*EXTRAIT DU TEXTE*:
Dans un deuxième temps, elle a cessé de réfléchir reprenant même des idées de la gauche, des mots de la gauche. Lorsque j'ai entendu un certain nombre de mes amis critiquer François-Xavier Bellamy, par exemple, ils le critiquaient dans le langage de la gauche, avec les mots de la gauche. Il ne faut donc pas s'étonner si notre électorat a été totalement déboussolé. Dans un autre registre, les relations de Nicolas Sarkozy avec Emmanuel Macron ont aussi perturbé certains de nos électeurs. 

Ce qui est grave, c’est qu’au fil des années, la droite a abandonné tout un champ idéologique et sémantique : l'idée de transmission, de nation, de liberté. La droite française est sans doute la plus étatiste du monde et quand je reverrai Finkielkraut je lui dirai d'écrire non pas un livre sur l'identité malheureuse mais sur la liberté malheureuse.

Justement cette bataille sur les mots vous en parlez dans votre livre, notamment sur les mots piégés que sont à vos yeux les mots conservatisme et progressisme. Ce faisant, ne cédez-vous pas un peu au même travers ? Pourquoi ne pas aller au bout des choses en assumant d’être conservateur ? D’autant que vous écrivez en conclusion que la droite doit s’appuyer sur la liberté et l’identité... libéral identitaire, est-ce vraiment un qualificatif moins piégé que liberal-conservateur ?

C'est simple, ces mots sont piégés et ils empêchent dans le débat politique français de poursuivre un raisonnement. Ils ne sont pas faits pour qualifier une pensée mais pour la disqualifier avant même que vous n'ayez pu commencer à convaincre. 

Ensuite, c'est parce que je me méfie des mots en -isme. Disraeli se présentait lui-même comme le plus progressiste des conservateurs avec cette phrase « réformer ce qu'il faut et conserver ce qu'il vaut ». Je pense que lorsque l'on parle de liberté comme d'identité, l’une comme l’autre sont multiples. Les libertés sont nombreuses : les néolibéraux, par exemple, veulent la liberté, or la liberté qu'ils veulent n'est pas la liberté que je veux, je veux une liberté enracinée. 

Je pense que la pathologie du monde occidental -et ce qui crée d'ailleurs parfois un désir de démocratie illibérale- c’est qu’on est parvenu à une forme d'exaltation libertaire de la liberté qui ne reconnaît plus aucune limite. Moi je veux la liberté mais avec des limites. 

Je ne veux pas une société de marché mais une économie de marché. Je pense que tout ce qui est possible avec la technique n'est pas souhaitable humainement. Il faut que la rhétorique des droits individuels soit bornée par la possibilité de construire quelque chose de commun.

*ENREGISTREMENTS*:
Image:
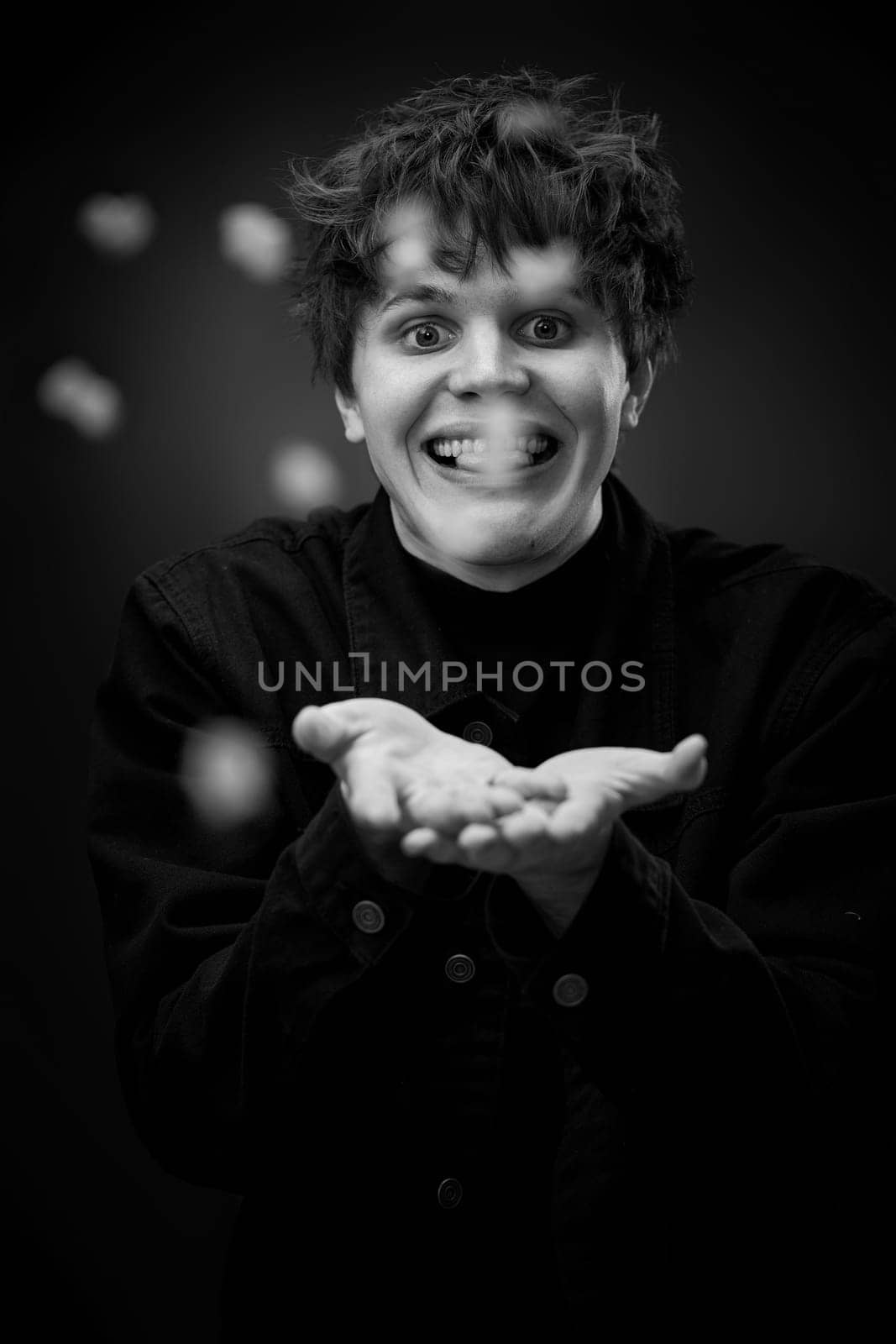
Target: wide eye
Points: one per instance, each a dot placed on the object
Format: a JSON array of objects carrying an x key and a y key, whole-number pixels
[
  {"x": 547, "y": 329},
  {"x": 426, "y": 336}
]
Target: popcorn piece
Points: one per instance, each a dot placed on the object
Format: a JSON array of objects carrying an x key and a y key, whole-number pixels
[
  {"x": 120, "y": 226},
  {"x": 257, "y": 241},
  {"x": 409, "y": 245},
  {"x": 540, "y": 273},
  {"x": 302, "y": 476},
  {"x": 74, "y": 393},
  {"x": 528, "y": 118},
  {"x": 226, "y": 773}
]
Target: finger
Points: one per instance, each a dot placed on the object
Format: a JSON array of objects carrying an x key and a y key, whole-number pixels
[
  {"x": 689, "y": 761},
  {"x": 503, "y": 800},
  {"x": 526, "y": 826},
  {"x": 450, "y": 808},
  {"x": 532, "y": 784},
  {"x": 425, "y": 843},
  {"x": 575, "y": 819},
  {"x": 484, "y": 847},
  {"x": 325, "y": 736},
  {"x": 372, "y": 801}
]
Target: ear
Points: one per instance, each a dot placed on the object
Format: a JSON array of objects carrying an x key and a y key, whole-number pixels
[
  {"x": 640, "y": 385},
  {"x": 352, "y": 421}
]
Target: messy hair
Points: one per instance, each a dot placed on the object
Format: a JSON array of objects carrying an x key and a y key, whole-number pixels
[{"x": 510, "y": 160}]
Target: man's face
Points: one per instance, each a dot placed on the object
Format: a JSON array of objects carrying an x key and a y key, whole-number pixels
[{"x": 490, "y": 407}]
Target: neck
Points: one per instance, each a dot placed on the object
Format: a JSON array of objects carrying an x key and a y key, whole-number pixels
[{"x": 500, "y": 577}]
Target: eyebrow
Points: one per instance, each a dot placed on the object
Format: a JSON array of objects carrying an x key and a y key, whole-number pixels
[{"x": 434, "y": 295}]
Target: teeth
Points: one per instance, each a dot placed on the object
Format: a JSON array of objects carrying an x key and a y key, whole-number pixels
[{"x": 457, "y": 447}]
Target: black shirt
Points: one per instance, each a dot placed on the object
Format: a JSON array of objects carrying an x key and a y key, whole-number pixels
[{"x": 651, "y": 1132}]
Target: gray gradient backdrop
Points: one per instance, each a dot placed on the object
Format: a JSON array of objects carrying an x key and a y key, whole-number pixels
[{"x": 773, "y": 427}]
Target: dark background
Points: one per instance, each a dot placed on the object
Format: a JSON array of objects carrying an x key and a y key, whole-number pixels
[{"x": 773, "y": 427}]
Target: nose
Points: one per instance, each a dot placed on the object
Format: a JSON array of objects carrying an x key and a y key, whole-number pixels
[{"x": 486, "y": 365}]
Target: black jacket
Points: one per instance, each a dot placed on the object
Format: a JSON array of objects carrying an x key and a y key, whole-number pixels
[{"x": 412, "y": 1140}]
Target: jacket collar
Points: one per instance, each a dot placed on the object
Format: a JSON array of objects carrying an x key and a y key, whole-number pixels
[{"x": 633, "y": 616}]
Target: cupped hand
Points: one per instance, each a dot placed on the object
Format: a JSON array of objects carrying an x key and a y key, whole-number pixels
[
  {"x": 399, "y": 773},
  {"x": 555, "y": 846}
]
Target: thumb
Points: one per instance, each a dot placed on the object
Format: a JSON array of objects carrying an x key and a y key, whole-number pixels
[
  {"x": 688, "y": 763},
  {"x": 320, "y": 732}
]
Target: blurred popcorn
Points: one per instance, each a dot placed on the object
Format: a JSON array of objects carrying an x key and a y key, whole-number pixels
[
  {"x": 544, "y": 269},
  {"x": 528, "y": 118},
  {"x": 409, "y": 245},
  {"x": 226, "y": 773},
  {"x": 73, "y": 391},
  {"x": 120, "y": 226},
  {"x": 257, "y": 241},
  {"x": 302, "y": 476}
]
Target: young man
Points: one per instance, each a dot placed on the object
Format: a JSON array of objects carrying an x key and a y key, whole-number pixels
[{"x": 508, "y": 1011}]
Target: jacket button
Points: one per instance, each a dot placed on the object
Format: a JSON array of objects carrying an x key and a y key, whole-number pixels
[
  {"x": 479, "y": 732},
  {"x": 450, "y": 1193},
  {"x": 369, "y": 917},
  {"x": 570, "y": 991},
  {"x": 459, "y": 968}
]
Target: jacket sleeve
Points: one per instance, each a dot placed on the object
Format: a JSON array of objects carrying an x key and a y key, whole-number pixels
[
  {"x": 752, "y": 1021},
  {"x": 237, "y": 958}
]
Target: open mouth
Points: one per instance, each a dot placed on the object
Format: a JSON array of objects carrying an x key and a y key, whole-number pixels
[{"x": 479, "y": 456}]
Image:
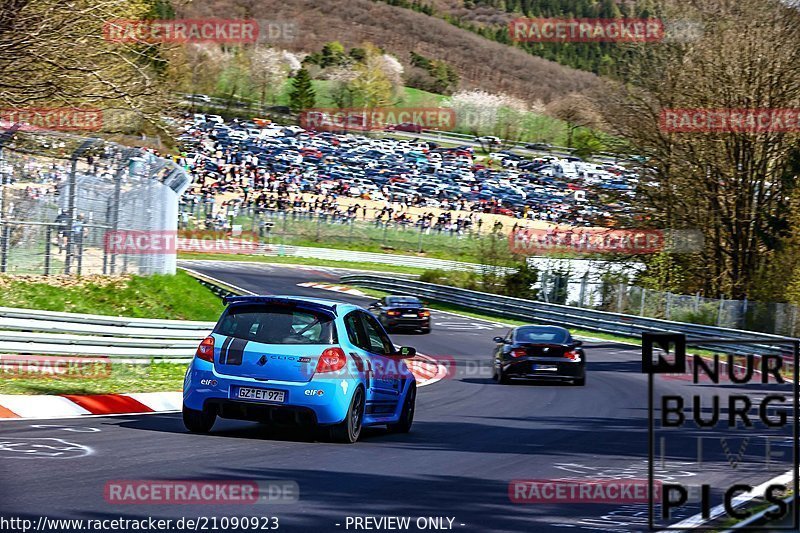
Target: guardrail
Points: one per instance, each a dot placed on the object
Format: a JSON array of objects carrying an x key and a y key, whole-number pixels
[
  {"x": 333, "y": 254},
  {"x": 35, "y": 332},
  {"x": 589, "y": 319}
]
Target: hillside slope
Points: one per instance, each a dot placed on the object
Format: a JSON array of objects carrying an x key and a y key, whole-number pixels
[{"x": 480, "y": 62}]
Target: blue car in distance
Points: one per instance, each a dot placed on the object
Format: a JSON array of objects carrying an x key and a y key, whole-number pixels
[{"x": 300, "y": 361}]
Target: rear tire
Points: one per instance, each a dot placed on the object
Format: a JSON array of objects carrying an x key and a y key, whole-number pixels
[
  {"x": 198, "y": 421},
  {"x": 348, "y": 431},
  {"x": 407, "y": 414},
  {"x": 502, "y": 378}
]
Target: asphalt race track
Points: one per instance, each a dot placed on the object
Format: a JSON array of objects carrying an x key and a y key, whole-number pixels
[{"x": 471, "y": 437}]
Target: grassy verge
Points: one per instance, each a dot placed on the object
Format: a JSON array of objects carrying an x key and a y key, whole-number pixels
[
  {"x": 177, "y": 297},
  {"x": 116, "y": 378},
  {"x": 357, "y": 265}
]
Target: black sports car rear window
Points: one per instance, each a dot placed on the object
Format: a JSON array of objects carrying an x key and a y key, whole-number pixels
[
  {"x": 403, "y": 301},
  {"x": 541, "y": 335},
  {"x": 277, "y": 324}
]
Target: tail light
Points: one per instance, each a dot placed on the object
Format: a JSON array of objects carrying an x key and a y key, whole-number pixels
[
  {"x": 519, "y": 352},
  {"x": 331, "y": 360},
  {"x": 206, "y": 350}
]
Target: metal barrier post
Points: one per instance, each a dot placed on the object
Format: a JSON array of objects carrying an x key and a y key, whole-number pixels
[
  {"x": 71, "y": 207},
  {"x": 4, "y": 238},
  {"x": 47, "y": 244}
]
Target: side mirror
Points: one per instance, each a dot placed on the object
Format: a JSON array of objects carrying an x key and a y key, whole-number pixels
[{"x": 406, "y": 352}]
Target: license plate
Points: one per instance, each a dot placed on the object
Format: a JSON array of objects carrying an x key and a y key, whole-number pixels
[{"x": 264, "y": 395}]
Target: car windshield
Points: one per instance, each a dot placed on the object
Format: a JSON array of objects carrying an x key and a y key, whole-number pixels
[
  {"x": 274, "y": 324},
  {"x": 535, "y": 334},
  {"x": 403, "y": 300}
]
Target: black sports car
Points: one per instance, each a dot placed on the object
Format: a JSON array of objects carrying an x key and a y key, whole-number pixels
[
  {"x": 402, "y": 312},
  {"x": 539, "y": 352}
]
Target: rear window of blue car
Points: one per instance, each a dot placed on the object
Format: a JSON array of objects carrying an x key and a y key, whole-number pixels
[{"x": 277, "y": 324}]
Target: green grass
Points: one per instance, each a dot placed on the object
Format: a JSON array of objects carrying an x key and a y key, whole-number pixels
[
  {"x": 119, "y": 378},
  {"x": 291, "y": 260},
  {"x": 364, "y": 236},
  {"x": 177, "y": 297}
]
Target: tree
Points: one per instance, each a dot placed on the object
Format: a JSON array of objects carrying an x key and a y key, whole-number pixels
[
  {"x": 301, "y": 96},
  {"x": 576, "y": 111},
  {"x": 372, "y": 85},
  {"x": 59, "y": 57},
  {"x": 732, "y": 186},
  {"x": 483, "y": 113},
  {"x": 268, "y": 71}
]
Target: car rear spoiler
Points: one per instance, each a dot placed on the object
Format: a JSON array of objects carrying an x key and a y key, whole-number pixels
[{"x": 314, "y": 306}]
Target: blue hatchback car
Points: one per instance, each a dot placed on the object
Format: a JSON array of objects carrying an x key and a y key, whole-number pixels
[{"x": 300, "y": 361}]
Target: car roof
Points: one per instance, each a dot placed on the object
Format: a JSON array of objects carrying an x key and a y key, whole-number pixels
[
  {"x": 335, "y": 305},
  {"x": 542, "y": 327}
]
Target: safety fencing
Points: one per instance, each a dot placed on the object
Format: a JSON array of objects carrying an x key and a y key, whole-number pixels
[
  {"x": 61, "y": 195},
  {"x": 588, "y": 319}
]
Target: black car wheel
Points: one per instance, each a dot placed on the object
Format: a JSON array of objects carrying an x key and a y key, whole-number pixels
[
  {"x": 502, "y": 378},
  {"x": 407, "y": 415},
  {"x": 199, "y": 421},
  {"x": 348, "y": 431}
]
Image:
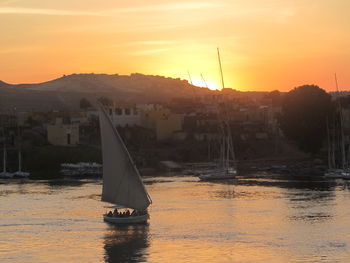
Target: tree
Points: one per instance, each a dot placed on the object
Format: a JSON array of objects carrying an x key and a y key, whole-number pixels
[
  {"x": 304, "y": 115},
  {"x": 84, "y": 104}
]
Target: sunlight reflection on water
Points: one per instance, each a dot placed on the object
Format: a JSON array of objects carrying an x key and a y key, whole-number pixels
[{"x": 249, "y": 219}]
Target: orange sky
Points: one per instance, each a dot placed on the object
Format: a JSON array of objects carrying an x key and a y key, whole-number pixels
[{"x": 264, "y": 45}]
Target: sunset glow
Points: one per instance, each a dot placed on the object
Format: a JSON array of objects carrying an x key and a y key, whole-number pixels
[{"x": 265, "y": 45}]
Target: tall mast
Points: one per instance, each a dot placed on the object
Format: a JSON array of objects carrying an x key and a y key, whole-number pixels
[
  {"x": 222, "y": 77},
  {"x": 205, "y": 83},
  {"x": 4, "y": 159},
  {"x": 342, "y": 136}
]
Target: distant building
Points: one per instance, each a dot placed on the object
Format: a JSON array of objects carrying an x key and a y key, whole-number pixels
[
  {"x": 63, "y": 134},
  {"x": 8, "y": 121},
  {"x": 124, "y": 115},
  {"x": 163, "y": 122}
]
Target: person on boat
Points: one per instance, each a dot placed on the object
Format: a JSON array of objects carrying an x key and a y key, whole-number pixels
[{"x": 115, "y": 212}]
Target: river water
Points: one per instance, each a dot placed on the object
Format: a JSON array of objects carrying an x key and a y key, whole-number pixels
[{"x": 256, "y": 218}]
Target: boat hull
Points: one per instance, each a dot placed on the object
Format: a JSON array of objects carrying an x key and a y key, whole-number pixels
[
  {"x": 126, "y": 220},
  {"x": 6, "y": 175},
  {"x": 20, "y": 174},
  {"x": 213, "y": 177}
]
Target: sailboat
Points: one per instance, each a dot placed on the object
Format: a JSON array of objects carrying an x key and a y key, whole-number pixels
[
  {"x": 227, "y": 165},
  {"x": 122, "y": 183},
  {"x": 4, "y": 173},
  {"x": 337, "y": 167}
]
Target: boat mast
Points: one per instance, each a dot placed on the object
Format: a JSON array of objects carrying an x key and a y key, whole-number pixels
[
  {"x": 226, "y": 125},
  {"x": 4, "y": 159},
  {"x": 222, "y": 77},
  {"x": 342, "y": 140}
]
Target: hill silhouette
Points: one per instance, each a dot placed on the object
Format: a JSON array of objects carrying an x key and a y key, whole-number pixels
[{"x": 65, "y": 92}]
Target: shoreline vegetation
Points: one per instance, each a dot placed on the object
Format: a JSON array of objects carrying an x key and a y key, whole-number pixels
[{"x": 289, "y": 144}]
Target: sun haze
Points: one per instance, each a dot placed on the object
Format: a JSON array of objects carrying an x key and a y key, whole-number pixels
[{"x": 265, "y": 45}]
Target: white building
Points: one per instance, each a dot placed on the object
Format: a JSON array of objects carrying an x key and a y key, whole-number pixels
[{"x": 123, "y": 116}]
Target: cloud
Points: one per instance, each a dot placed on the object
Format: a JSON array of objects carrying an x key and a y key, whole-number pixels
[
  {"x": 150, "y": 8},
  {"x": 39, "y": 11},
  {"x": 166, "y": 7}
]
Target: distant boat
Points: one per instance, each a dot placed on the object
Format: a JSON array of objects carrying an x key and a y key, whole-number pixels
[
  {"x": 227, "y": 165},
  {"x": 122, "y": 183},
  {"x": 338, "y": 165},
  {"x": 4, "y": 173},
  {"x": 20, "y": 173}
]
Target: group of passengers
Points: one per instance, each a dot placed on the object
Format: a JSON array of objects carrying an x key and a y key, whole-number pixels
[{"x": 126, "y": 213}]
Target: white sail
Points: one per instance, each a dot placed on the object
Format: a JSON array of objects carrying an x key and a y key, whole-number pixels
[{"x": 122, "y": 183}]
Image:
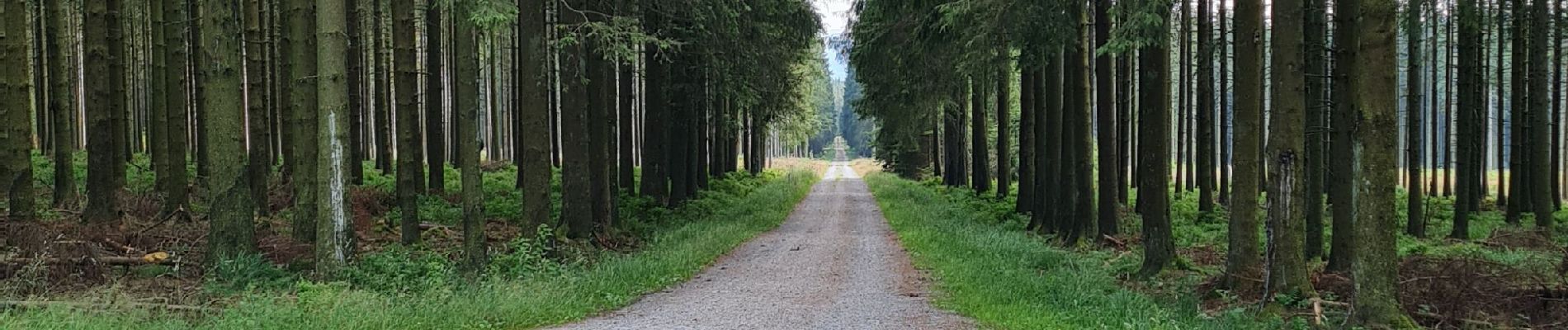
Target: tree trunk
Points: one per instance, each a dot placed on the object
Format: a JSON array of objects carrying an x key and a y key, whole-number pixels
[
  {"x": 1286, "y": 263},
  {"x": 980, "y": 174},
  {"x": 1240, "y": 260},
  {"x": 16, "y": 85},
  {"x": 331, "y": 166},
  {"x": 533, "y": 111},
  {"x": 1155, "y": 118},
  {"x": 1415, "y": 204},
  {"x": 303, "y": 55},
  {"x": 104, "y": 45},
  {"x": 409, "y": 169},
  {"x": 1344, "y": 120},
  {"x": 233, "y": 230},
  {"x": 1205, "y": 111},
  {"x": 1004, "y": 158},
  {"x": 435, "y": 96},
  {"x": 1377, "y": 262},
  {"x": 1315, "y": 144},
  {"x": 466, "y": 104},
  {"x": 261, "y": 158},
  {"x": 63, "y": 96},
  {"x": 1108, "y": 106}
]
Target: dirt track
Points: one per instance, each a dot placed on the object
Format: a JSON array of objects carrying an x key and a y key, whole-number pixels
[{"x": 831, "y": 265}]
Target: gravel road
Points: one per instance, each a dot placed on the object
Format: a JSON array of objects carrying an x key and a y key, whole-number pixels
[{"x": 834, "y": 263}]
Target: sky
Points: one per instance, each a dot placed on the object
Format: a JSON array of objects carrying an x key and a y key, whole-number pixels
[{"x": 834, "y": 21}]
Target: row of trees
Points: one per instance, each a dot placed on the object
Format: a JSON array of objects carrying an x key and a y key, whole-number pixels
[
  {"x": 295, "y": 94},
  {"x": 1099, "y": 113}
]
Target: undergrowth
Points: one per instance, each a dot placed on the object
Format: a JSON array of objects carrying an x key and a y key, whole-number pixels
[
  {"x": 532, "y": 282},
  {"x": 987, "y": 268}
]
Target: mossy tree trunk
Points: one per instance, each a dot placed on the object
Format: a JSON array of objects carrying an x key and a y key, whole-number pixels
[
  {"x": 1377, "y": 260},
  {"x": 409, "y": 166},
  {"x": 233, "y": 229},
  {"x": 331, "y": 166},
  {"x": 104, "y": 45},
  {"x": 1155, "y": 118},
  {"x": 535, "y": 115},
  {"x": 466, "y": 104},
  {"x": 1240, "y": 260},
  {"x": 16, "y": 110},
  {"x": 303, "y": 54}
]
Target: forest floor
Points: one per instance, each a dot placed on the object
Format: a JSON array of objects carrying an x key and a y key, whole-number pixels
[
  {"x": 59, "y": 276},
  {"x": 834, "y": 263}
]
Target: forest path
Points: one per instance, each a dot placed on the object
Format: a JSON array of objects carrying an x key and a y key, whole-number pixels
[{"x": 834, "y": 263}]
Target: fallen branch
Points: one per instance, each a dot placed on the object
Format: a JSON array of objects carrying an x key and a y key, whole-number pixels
[{"x": 93, "y": 305}]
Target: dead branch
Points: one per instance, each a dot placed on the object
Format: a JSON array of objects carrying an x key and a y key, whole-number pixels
[{"x": 93, "y": 305}]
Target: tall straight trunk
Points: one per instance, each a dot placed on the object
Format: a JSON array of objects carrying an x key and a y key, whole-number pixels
[
  {"x": 1106, "y": 106},
  {"x": 1240, "y": 260},
  {"x": 106, "y": 91},
  {"x": 1538, "y": 150},
  {"x": 1415, "y": 224},
  {"x": 656, "y": 183},
  {"x": 63, "y": 94},
  {"x": 979, "y": 134},
  {"x": 435, "y": 96},
  {"x": 625, "y": 132},
  {"x": 1205, "y": 111},
  {"x": 1518, "y": 116},
  {"x": 303, "y": 54},
  {"x": 466, "y": 104},
  {"x": 1183, "y": 99},
  {"x": 1155, "y": 118},
  {"x": 233, "y": 230},
  {"x": 381, "y": 78},
  {"x": 533, "y": 113},
  {"x": 360, "y": 83},
  {"x": 1376, "y": 263},
  {"x": 1225, "y": 108},
  {"x": 1004, "y": 157},
  {"x": 1473, "y": 120},
  {"x": 409, "y": 169},
  {"x": 1316, "y": 163},
  {"x": 1079, "y": 87},
  {"x": 1050, "y": 139},
  {"x": 331, "y": 167},
  {"x": 261, "y": 158},
  {"x": 576, "y": 171},
  {"x": 954, "y": 141},
  {"x": 1286, "y": 262},
  {"x": 1026, "y": 139},
  {"x": 16, "y": 110},
  {"x": 1503, "y": 104},
  {"x": 1344, "y": 120}
]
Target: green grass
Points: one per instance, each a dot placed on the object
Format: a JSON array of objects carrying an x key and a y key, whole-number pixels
[
  {"x": 1005, "y": 279},
  {"x": 686, "y": 239}
]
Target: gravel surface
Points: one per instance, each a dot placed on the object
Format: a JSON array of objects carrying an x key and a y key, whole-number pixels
[{"x": 834, "y": 263}]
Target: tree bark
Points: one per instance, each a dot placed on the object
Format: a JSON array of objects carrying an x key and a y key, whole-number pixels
[
  {"x": 331, "y": 166},
  {"x": 1377, "y": 260},
  {"x": 233, "y": 230},
  {"x": 1240, "y": 260},
  {"x": 104, "y": 45}
]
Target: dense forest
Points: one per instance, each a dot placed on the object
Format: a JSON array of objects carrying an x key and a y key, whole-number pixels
[
  {"x": 1329, "y": 163},
  {"x": 276, "y": 125},
  {"x": 1315, "y": 130}
]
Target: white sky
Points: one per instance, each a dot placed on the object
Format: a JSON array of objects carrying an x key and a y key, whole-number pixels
[{"x": 834, "y": 21}]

*CONSIGNE*:
Dites-moi, s'il vous plaît, comment Disraeli se présentait lui-même d'après l'extrait. Les lignes n'ont aucun lien avec l'extrait.

*RÉPONSE*:
Il se présentait comme le plus progressiste des conservateurs.